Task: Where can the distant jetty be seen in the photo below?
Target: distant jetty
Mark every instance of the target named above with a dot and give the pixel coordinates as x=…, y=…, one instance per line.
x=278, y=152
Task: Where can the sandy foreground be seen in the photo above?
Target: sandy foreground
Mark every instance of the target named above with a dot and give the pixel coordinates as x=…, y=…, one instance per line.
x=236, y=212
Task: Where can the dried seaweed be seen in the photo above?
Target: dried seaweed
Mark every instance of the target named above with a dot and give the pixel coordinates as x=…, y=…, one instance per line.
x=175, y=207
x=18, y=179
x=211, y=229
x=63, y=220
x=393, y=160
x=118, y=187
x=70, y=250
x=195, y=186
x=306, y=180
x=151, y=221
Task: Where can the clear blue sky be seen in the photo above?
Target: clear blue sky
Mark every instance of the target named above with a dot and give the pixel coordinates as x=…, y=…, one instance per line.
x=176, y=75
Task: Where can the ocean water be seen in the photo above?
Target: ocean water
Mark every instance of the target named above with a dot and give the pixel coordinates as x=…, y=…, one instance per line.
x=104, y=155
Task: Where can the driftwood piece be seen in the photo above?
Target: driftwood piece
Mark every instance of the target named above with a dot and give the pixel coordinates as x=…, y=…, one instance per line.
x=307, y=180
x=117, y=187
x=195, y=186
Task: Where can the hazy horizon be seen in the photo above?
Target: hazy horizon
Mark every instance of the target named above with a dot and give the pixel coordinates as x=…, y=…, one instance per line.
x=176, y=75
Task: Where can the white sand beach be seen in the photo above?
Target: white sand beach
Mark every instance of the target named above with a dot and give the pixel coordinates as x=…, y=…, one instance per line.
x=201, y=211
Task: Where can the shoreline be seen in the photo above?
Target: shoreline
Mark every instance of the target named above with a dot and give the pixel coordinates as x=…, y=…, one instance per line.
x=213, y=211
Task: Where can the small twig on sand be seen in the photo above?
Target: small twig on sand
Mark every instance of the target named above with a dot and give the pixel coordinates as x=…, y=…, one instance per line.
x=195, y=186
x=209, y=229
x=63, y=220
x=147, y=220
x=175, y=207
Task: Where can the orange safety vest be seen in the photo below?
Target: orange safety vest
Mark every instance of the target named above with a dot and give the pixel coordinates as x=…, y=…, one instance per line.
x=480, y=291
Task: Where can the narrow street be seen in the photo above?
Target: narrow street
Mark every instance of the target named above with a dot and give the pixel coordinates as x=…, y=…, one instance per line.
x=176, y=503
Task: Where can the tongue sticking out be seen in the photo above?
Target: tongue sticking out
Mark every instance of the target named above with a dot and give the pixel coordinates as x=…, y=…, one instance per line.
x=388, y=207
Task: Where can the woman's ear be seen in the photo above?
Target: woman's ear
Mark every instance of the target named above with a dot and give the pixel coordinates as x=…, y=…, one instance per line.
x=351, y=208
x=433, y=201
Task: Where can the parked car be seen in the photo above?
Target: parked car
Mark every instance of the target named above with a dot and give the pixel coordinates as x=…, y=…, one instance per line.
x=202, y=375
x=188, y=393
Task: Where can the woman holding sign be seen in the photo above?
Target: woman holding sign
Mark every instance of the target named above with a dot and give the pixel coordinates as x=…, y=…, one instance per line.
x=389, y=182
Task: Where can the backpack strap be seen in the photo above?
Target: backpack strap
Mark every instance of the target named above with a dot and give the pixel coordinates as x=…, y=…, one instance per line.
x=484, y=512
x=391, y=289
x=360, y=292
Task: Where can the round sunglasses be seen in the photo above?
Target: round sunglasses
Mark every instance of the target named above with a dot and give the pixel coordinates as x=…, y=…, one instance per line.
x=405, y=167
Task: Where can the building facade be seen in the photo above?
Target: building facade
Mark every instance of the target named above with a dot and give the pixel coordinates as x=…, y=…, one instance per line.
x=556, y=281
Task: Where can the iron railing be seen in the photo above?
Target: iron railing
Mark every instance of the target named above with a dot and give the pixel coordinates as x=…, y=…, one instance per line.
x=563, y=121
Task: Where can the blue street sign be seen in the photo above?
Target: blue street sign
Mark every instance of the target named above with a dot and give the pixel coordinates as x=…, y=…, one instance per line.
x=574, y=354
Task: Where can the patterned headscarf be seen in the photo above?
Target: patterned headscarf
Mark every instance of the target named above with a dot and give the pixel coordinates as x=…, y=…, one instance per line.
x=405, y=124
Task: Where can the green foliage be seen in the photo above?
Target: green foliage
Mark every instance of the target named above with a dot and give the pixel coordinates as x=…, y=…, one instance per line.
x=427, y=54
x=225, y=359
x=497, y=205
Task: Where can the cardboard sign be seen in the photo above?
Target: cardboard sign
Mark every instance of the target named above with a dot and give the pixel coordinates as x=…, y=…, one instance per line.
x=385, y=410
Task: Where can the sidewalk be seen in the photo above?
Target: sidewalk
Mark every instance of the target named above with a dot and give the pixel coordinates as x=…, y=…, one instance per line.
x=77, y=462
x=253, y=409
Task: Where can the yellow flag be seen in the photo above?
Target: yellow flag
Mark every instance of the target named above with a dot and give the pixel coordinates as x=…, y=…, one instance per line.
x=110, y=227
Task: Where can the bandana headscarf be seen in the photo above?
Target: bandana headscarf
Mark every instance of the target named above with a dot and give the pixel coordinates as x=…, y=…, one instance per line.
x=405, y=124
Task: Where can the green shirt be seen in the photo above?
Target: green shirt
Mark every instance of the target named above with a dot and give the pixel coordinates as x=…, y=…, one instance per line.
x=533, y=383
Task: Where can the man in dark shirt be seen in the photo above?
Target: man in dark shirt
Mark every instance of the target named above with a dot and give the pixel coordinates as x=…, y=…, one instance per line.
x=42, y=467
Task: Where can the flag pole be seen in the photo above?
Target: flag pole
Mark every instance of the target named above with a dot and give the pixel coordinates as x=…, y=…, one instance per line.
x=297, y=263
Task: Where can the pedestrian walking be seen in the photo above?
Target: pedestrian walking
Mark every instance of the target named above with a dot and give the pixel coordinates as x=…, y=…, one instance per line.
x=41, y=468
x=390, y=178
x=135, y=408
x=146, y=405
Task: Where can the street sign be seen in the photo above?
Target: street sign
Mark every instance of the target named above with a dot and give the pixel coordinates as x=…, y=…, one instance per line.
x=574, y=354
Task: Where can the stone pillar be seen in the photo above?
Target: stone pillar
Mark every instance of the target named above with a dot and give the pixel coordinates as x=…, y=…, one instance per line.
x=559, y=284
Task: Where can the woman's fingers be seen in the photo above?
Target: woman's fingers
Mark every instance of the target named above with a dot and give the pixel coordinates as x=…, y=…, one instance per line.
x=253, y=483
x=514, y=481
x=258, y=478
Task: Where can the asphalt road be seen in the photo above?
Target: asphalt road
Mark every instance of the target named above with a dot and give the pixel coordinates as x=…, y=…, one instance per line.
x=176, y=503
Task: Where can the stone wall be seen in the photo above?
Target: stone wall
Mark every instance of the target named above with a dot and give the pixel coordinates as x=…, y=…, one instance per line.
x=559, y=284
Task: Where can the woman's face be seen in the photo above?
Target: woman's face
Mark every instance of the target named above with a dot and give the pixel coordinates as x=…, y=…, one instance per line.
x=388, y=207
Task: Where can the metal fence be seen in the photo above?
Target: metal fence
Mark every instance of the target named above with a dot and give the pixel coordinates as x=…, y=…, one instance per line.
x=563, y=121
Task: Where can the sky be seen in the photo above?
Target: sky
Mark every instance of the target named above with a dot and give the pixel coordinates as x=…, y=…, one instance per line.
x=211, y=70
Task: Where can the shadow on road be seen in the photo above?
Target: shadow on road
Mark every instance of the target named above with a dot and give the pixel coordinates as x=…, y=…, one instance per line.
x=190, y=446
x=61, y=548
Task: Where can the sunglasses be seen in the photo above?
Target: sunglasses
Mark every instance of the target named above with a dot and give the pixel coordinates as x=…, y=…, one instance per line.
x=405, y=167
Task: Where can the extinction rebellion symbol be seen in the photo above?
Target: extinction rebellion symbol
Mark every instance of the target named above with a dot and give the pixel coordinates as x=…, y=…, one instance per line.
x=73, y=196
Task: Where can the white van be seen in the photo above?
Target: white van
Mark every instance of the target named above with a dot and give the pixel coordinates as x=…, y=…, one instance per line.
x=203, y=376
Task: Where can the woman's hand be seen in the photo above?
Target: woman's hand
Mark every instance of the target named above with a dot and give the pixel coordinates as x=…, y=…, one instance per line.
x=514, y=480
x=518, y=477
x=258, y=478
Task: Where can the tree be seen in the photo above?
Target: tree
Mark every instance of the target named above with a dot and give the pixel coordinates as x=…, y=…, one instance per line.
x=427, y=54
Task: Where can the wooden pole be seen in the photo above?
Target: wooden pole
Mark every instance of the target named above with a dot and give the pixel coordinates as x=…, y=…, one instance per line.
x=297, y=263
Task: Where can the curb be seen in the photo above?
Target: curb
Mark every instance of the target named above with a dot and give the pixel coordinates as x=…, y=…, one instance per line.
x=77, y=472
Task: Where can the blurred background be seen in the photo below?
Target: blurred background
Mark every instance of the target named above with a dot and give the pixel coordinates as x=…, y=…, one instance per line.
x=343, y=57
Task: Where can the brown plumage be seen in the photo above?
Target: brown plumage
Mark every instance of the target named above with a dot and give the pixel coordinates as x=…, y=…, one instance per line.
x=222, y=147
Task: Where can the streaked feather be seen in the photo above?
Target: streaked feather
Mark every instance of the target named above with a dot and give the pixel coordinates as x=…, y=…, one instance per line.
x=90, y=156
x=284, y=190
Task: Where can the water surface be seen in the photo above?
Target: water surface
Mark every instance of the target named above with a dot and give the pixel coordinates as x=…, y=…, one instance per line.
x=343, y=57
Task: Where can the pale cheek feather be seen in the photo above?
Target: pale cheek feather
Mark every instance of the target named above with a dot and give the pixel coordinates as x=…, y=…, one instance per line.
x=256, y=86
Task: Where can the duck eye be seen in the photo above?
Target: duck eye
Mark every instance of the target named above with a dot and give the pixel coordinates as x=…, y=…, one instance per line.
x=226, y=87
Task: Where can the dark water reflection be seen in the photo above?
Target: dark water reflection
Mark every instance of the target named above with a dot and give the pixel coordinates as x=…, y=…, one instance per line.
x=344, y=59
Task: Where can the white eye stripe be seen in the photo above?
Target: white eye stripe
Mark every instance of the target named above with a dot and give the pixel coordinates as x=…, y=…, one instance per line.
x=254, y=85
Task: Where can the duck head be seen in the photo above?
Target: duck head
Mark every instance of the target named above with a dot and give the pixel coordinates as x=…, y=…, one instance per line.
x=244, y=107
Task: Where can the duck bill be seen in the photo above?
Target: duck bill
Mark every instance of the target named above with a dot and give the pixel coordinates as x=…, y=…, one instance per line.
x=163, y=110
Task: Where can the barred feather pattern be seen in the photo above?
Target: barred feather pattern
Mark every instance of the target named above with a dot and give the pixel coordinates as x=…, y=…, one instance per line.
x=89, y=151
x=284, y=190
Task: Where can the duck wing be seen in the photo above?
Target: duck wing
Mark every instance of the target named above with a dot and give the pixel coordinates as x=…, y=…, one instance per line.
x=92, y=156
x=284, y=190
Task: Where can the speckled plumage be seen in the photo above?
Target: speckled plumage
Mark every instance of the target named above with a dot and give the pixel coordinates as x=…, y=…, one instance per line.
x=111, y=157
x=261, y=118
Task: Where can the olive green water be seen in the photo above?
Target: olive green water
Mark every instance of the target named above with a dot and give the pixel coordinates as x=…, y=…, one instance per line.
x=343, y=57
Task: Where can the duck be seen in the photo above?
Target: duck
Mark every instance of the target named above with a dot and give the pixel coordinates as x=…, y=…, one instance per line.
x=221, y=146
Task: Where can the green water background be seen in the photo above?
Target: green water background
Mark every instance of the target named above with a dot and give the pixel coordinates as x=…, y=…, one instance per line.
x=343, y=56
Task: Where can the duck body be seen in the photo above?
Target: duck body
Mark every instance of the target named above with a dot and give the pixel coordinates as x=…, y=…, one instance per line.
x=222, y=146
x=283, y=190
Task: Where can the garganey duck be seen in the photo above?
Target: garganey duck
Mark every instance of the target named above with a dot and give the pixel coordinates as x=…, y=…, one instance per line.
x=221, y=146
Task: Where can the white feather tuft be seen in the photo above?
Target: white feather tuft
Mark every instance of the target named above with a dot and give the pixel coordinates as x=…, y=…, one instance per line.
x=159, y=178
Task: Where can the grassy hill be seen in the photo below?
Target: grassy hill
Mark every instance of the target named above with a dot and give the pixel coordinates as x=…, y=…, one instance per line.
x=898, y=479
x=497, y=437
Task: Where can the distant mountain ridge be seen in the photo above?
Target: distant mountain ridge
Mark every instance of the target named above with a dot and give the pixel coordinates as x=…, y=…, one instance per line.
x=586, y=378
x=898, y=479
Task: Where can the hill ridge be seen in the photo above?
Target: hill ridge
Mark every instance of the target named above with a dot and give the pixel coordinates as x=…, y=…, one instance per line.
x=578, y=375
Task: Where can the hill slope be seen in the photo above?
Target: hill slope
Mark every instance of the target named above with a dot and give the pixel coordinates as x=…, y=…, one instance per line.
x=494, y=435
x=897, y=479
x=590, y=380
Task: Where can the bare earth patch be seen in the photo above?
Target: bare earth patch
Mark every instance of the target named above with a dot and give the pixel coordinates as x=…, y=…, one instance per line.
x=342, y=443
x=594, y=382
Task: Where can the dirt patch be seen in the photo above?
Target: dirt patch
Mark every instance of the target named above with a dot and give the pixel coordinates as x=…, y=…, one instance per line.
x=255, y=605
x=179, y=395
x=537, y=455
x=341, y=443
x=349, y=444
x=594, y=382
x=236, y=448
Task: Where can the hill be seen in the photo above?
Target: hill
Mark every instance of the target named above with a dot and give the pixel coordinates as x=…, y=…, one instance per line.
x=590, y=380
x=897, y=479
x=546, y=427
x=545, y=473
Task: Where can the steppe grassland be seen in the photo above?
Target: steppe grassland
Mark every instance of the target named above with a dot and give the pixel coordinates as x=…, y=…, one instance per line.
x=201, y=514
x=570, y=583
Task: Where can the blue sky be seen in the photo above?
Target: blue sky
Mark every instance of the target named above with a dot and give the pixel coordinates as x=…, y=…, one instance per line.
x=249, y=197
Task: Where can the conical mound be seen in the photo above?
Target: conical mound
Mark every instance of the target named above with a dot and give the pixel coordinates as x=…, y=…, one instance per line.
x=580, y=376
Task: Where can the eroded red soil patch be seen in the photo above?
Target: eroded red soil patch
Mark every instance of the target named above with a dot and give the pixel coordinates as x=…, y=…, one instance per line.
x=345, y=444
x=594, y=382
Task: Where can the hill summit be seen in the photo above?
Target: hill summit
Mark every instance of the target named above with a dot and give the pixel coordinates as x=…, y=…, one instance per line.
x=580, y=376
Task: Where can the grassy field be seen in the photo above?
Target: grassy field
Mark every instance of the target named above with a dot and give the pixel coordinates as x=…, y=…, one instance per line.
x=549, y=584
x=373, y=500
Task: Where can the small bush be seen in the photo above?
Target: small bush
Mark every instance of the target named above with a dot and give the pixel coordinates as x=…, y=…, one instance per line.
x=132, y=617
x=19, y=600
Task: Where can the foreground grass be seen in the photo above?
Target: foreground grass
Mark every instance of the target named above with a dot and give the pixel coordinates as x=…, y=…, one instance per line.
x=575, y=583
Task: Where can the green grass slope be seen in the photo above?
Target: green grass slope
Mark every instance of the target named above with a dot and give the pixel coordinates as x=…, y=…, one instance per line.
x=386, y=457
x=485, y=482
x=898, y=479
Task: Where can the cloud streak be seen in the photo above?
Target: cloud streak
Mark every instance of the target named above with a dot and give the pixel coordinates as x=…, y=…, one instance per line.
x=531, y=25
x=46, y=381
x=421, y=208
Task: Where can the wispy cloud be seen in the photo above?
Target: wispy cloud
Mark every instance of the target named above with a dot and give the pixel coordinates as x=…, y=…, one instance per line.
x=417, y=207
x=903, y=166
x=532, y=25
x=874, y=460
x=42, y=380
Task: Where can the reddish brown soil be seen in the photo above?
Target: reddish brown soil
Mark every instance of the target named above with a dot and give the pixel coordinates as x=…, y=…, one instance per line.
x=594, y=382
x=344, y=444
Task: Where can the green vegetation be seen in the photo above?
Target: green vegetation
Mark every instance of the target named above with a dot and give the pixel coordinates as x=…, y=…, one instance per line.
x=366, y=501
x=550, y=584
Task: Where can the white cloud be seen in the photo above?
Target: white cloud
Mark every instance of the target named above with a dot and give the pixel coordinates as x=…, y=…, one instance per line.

■ ■ ■ ■ ■ ■ ■

§ **What is needed**
Your answer should be only the number of lines in the records that hold the word "steppe".

§ **Problem solution**
2